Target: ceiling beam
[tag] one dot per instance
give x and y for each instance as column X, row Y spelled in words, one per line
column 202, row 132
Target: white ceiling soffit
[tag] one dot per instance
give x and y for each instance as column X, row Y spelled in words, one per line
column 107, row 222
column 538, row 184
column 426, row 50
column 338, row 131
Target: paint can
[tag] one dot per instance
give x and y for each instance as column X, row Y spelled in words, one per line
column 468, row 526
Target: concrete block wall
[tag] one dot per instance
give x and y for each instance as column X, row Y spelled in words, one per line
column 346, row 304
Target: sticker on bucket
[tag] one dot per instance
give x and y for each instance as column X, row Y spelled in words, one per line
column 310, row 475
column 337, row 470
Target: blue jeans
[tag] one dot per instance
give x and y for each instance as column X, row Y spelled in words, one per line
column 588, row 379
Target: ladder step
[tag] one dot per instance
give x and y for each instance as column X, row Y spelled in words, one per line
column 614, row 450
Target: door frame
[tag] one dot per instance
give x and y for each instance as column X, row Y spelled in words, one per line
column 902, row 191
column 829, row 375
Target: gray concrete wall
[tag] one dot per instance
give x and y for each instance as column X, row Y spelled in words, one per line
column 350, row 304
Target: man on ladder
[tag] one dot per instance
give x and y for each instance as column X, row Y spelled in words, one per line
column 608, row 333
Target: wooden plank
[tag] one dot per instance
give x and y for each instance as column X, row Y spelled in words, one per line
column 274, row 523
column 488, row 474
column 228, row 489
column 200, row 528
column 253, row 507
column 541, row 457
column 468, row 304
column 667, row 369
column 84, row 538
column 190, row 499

Action item: From the first line down to the last, give the records again exactly.

Exercise response:
Target: ceiling beam
[tag] one dot per instance
give x and y for each instance as column X, row Y spelled in words, one per line
column 202, row 132
Target: white ceiling soffit
[tag] one dot per instance
give x and y for each instance as column X, row Y spelled in words, one per line
column 107, row 222
column 538, row 184
column 426, row 50
column 338, row 131
Target: paint can
[tag] one dot per instance
give x and y for each instance as column X, row Y spelled in words, one per line
column 468, row 526
Target: concrete block wall
[tag] one dot per instance
give x and y for each instance as column X, row Y spelled in words, one per line
column 346, row 304
Target: sticker on bucket
[tag] one dot per instance
give x and y for each instance as column X, row Y spelled in words, one per line
column 310, row 475
column 337, row 470
Target: blue jeans
[tag] one dot per instance
give x and y for each instance as column X, row Y spelled in words, one per line
column 588, row 379
Target: ladder step
[tag] one dot per instance
give x and y for each instance as column X, row Y spelled in words, one per line
column 614, row 450
Target: door frame
[tag] one dot per instance
give x and y for each instance as column X, row Y spelled in words, one per line
column 902, row 191
column 829, row 375
Target: gray concrete wall
[tag] one dot per instance
give x and y for each instance as column X, row Y spelled in words, one per line
column 350, row 304
Target: man on ladder
[tag] one dot per instance
give x and y for each instance as column X, row Y spelled in words, one per line
column 608, row 333
Target: wooden plank
[tag] one dot per instance
give x and y for each instance as column X, row Y spelled in words, one per line
column 274, row 523
column 488, row 474
column 228, row 489
column 200, row 528
column 253, row 507
column 541, row 457
column 468, row 304
column 667, row 369
column 84, row 538
column 190, row 499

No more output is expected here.